WHAT YOU HAVE TO DO: Reproduce word for word the passage of the article on narcissistic executives from "The Narcissist-Visionary" to "on Jan. 12.".

*** GIVEN TEXT ***

The Narcissist-Visionary

By Michael Maccoby

Forbes, March 3, 2003

Stephen case is a visionary. He succeeded where Prodigy failed in turning Internet connections into a business. Besides being a business genius, he is a narcissist. In the end he alienated many of the people he needed as allies at AOL Time Warner and was shoved out the door on Jan. 12.

This is often the problem with executives who change the world: We don’t like them, we don’t trust them and we don’t particularly like working with them.

Case is just the most recent high-profile narcissistic failure: Jean-Marie Messier of Vivendi, Michael Armstrong of AT&T, Bernard Ebbers of WorldCom and Thomas Middelhoff of Bertelsmann were all chief executives who sold themselves and their companies on innovation and vision, only to be kicked out and quickly replaced by bosses whose immediate goals are cost-cutting, debt reduction and steady and predictable growth.

*** EXTRACTED INFORMATION ***

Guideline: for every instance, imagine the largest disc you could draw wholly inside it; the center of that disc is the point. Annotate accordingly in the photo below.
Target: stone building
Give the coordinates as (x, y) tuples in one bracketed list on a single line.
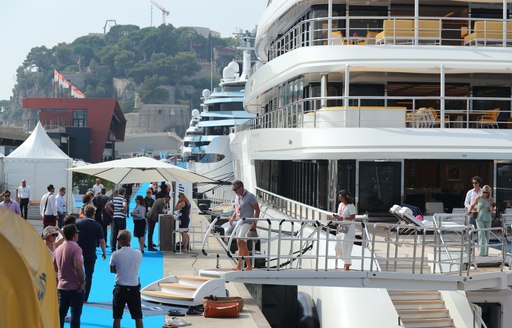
[(159, 118)]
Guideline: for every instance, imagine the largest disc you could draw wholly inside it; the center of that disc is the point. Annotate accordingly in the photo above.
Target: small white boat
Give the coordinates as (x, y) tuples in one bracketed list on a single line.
[(183, 290)]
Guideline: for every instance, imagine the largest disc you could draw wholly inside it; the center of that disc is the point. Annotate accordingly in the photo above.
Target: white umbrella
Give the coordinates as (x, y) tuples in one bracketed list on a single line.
[(140, 170)]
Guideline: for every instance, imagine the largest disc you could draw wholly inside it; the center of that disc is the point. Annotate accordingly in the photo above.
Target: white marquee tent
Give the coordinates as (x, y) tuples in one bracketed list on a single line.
[(40, 162)]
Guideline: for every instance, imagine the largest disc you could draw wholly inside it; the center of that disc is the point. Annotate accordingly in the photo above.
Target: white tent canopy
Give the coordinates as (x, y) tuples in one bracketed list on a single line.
[(40, 162)]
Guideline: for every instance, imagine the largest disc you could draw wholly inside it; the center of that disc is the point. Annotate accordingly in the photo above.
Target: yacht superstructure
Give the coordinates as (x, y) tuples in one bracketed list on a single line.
[(396, 101), (206, 147)]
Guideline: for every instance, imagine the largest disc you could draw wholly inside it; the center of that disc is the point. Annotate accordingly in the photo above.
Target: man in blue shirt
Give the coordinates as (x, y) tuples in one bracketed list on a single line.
[(247, 208), (91, 234)]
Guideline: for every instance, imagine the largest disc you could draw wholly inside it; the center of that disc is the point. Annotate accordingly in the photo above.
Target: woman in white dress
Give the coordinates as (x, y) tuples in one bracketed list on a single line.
[(347, 212)]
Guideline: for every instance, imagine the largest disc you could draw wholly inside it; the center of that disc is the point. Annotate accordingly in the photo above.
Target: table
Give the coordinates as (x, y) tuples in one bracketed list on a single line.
[(463, 117), (166, 231), (356, 40)]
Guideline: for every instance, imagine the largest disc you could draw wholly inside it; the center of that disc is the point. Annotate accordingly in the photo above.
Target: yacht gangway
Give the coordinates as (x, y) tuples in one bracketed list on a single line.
[(296, 247)]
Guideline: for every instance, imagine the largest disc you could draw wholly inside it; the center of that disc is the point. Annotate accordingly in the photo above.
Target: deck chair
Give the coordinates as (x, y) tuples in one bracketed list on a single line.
[(407, 217)]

***

WRITTEN RESPONSE:
The Narcissist-Visionary

By Michael Maccoby

Forbes, March 3, 2003

Stephen case is a visionary. He succeeded where Prodigy failed in turning Internet connections into a business. Besides being a business genius, he is a narcissist. In the end he alienated many of the people he needed as allies at AOL Time Warner and was shoved out the door on Jan. 12.